Pero Hegel se apuraría a decir que no es posible un compromiso final ni duradero entre estados. Las relaciones entre estados nación soberanos se encuentran permanentemente a la sombra de una guerra potencial y cada época de paz no es más que un armisticio temporal. Cada estado disciplina y educa a sus miembros y garantiza la paz civil entre ellos, y este proceso produce una ética que, en última instancia, requiere actos de heroísmo: la voluntad de sacrificar la propia vida por el país. Las relaciones salvajes y bárbaras entre los estados sirven entonces como base para la vida ética dentro de ellos.

Corea del Norte representa el ejemplo más claro de esta lógica, pero también hay señales de que China está avanzando en esa dirección. Según mis amigos en China (a quienes no puedo nombrar), muchos autores en revistas militares chinas se quejan ahora de que el ejército chino no ha tenido una verdadera guerra en la que probar su capacidad de combate. Mientras que Estados Unidos prueba permanentemente a su ejército en lugares como Irak, China no lo ha hecho desde su fracasada intervención en Vietnam en 1979.

Al mismo tiempo, los medios oficiales chinos comenzaron a sugerir más abiertamente que, como la probabilidad de que Taiwán se integre pacíficamente a China se está reduciendo, será necesario “liberar” militarmente a la isla. Como preparación ideológica para esto, la máquina de propaganda china urge cada vez más al patriotismo nacionalista y a sospechar de todo lo extranjero, con frecuentes acusaciones a Estados Unidos de estar dispuesto a una guerra por Taiwán. En el otoño pasado, las autoridades chinas sugirieron al público que almacene suficientes provisiones como para sobrevivir durante dos meses, “por las dudas”. Fue una extraña advertencia que muchos percibieron como el anuncio de una guerra inminente.

★ ★ ★ ★ ★

Tarea escrita A
Reproduzca el fragmento del texto de lectura comprendido entre "Al mismo tiempo, los" y "una guerra inminente.", ambos inclusive, sustituyendo "la máquina de propaganda china" por "el aparato propagandístico oficial".
Tarea escrita B
Responda a las siguientes preguntas a partir del texto de lectura:
(i) Según Hegel, ¿qué es cada época de paz entre estados?
(ii) ¿En qué año tuvo lugar la fracasada intervención china en Vietnam?
(iii) ¿Para cuánto tiempo sugirieron las autoridades chinas almacenar provisiones?

Registros de anotación espacial
★ ★ ★ ★ ★

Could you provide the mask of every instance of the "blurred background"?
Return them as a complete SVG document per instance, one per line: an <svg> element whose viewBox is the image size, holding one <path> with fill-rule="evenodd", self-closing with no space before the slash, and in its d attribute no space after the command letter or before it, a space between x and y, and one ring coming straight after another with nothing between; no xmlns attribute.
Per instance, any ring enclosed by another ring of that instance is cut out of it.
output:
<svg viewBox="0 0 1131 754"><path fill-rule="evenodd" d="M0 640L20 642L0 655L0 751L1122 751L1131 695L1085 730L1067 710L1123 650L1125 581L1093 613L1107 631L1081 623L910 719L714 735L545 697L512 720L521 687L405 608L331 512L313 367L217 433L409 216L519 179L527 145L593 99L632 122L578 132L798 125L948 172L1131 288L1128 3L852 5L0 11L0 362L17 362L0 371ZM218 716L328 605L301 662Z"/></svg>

★ ★ ★ ★ ★

Solución completa A
Al mismo tiempo, los medios oficiales chinos comenzaron a sugerir más abiertamente que, como la probabilidad de que Taiwán se integre pacíficamente a China se está reduciendo, será necesario “liberar” militarmente a la isla. Como preparación ideológica para esto, el aparato propagandístico oficial urge cada vez más al patriotismo nacionalista y a sospechar de todo lo extranjero, con frecuentes acusaciones a Estados Unidos de estar dispuesto a una guerra por Taiwán. En el otoño pasado, las autoridades chinas sugirieron al público que almacene suficientes provisiones como para sobrevivir durante dos meses, “por las dudas”. Fue una extraña advertencia que muchos percibieron como el anuncio de una guerra inminente.

Solución completa B
(i) Un armisticio temporal.
(ii) En 1979.
(iii) Para dos meses.